Each record has to be repeated exactly as given.

Collected data
Content starts

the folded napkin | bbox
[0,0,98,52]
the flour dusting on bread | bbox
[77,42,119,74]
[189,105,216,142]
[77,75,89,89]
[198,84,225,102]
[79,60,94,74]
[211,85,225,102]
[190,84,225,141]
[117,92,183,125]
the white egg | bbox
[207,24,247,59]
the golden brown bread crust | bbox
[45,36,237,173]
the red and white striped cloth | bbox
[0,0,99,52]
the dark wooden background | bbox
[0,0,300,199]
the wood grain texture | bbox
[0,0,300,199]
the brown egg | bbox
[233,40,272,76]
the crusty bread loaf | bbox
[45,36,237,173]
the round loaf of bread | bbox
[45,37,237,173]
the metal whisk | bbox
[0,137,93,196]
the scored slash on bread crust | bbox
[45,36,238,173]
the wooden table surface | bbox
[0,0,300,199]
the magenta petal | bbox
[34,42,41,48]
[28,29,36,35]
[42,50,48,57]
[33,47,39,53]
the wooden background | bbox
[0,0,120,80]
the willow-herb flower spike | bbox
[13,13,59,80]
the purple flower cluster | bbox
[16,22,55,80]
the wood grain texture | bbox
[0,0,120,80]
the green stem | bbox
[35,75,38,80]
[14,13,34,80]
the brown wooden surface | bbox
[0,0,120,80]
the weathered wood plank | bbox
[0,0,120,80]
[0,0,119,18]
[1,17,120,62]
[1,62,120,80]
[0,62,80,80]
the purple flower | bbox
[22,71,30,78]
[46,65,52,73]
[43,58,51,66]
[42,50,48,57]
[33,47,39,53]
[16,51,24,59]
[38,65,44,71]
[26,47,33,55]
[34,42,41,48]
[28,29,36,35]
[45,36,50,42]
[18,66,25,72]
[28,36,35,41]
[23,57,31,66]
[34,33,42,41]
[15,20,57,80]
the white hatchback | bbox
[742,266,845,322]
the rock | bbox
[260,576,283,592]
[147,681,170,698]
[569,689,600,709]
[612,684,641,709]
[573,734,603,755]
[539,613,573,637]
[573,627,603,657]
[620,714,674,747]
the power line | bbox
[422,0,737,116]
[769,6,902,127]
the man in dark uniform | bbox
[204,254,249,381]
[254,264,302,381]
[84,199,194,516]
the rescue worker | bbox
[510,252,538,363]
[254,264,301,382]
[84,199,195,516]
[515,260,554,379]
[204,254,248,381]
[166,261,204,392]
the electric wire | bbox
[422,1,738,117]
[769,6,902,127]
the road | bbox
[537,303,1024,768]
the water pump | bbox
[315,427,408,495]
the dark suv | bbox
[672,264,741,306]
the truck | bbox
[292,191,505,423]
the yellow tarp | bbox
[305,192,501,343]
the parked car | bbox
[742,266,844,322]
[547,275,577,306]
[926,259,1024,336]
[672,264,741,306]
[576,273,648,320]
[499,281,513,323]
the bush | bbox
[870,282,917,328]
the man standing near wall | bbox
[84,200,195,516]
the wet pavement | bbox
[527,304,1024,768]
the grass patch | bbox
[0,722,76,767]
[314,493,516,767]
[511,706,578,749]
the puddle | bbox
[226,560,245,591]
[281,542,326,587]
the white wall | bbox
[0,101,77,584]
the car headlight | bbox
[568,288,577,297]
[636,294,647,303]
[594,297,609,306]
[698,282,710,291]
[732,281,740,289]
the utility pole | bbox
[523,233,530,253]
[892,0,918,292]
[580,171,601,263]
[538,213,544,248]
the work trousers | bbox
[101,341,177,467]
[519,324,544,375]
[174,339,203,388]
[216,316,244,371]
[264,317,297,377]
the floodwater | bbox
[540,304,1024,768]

Content ends

• Expected answer:
the folded napkin | bbox
[0,0,98,52]
the flour dusting on bread | bbox
[77,42,119,74]
[189,105,216,142]
[77,75,89,89]
[198,84,225,102]
[79,60,94,74]
[211,85,225,102]
[190,84,225,141]
[117,92,183,125]
the white egg | bbox
[207,24,247,59]
the golden brown bread crust | bbox
[45,36,237,173]
the red and white striped cloth | bbox
[0,0,99,52]
the dark wooden background | bbox
[0,0,300,199]
the wood grain texture | bbox
[0,0,300,199]
the brown egg | bbox
[233,40,272,76]
the crusty bread loaf | bbox
[45,36,237,173]
the round loaf of bread | bbox
[45,37,237,173]
the metal whisk | bbox
[0,137,93,196]
the scored slash on bread crust | bbox
[45,36,238,173]
the wooden table surface | bbox
[0,0,300,199]
the magenta petal | bbox
[34,42,41,48]
[28,29,36,35]
[42,50,48,57]
[33,47,39,53]
the wooden background | bbox
[0,0,120,80]
the willow-herb flower spike | bbox
[13,13,59,80]
the purple flower cluster | bbox
[16,22,55,80]
the wood grain texture | bbox
[0,0,120,80]
the green stem | bbox
[35,75,38,80]
[14,13,34,80]
the brown wooden surface | bbox
[0,0,120,80]
the weathered wood plank | bbox
[0,0,120,80]
[0,0,119,18]
[1,17,120,62]
[1,62,120,80]
[0,62,80,80]
the purple flower | bbox
[22,71,30,78]
[46,65,52,73]
[43,58,51,66]
[42,50,48,57]
[33,47,39,53]
[16,51,24,59]
[38,65,44,71]
[26,47,33,55]
[34,42,41,48]
[28,29,36,35]
[45,36,50,42]
[18,66,25,72]
[28,36,35,41]
[23,57,31,66]
[34,33,42,41]
[15,20,57,80]
the white hatchback | bbox
[742,266,845,322]
the rock | bbox
[260,576,283,592]
[147,681,170,698]
[569,689,600,709]
[612,684,641,709]
[573,734,603,755]
[539,613,573,637]
[573,627,603,657]
[620,714,674,747]
the power line | bbox
[422,0,737,116]
[769,6,902,127]
the man in dark uniform | bbox
[204,254,249,381]
[254,264,302,381]
[84,199,194,516]
the rescue worker | bbox
[510,252,538,363]
[254,264,301,382]
[84,199,195,516]
[515,260,554,379]
[204,254,248,381]
[166,261,204,392]
the electric wire | bbox
[422,1,738,117]
[769,6,902,127]
the road | bbox
[537,303,1024,768]
the water pump | bbox
[315,427,408,495]
the dark suv | bbox
[672,264,741,306]
the truck | bbox
[292,191,505,423]
the yellow tarp | bbox
[305,192,501,343]
the parked car | bbox
[742,266,844,322]
[547,275,577,306]
[926,259,1024,336]
[672,264,741,306]
[576,273,648,320]
[499,281,513,323]
the bush | bbox
[870,282,917,328]
the man standing near wall | bbox
[84,200,195,516]
the wet pavement | bbox
[527,304,1024,768]
the grass patch | bbox
[0,722,76,767]
[314,493,516,767]
[511,706,578,749]
the puddle | bbox
[226,560,245,591]
[281,542,326,587]
the white wall | bbox
[0,101,77,584]
the car headlight | bbox
[568,288,577,297]
[636,294,647,303]
[594,297,609,306]
[698,282,710,291]
[732,281,740,289]
the utility pole | bbox
[523,233,530,253]
[892,0,918,292]
[580,171,601,263]
[538,213,544,248]
the work trousers | bbox
[101,341,177,467]
[519,324,544,375]
[174,339,203,388]
[216,316,244,371]
[264,317,297,377]
the floodwater | bbox
[540,304,1024,768]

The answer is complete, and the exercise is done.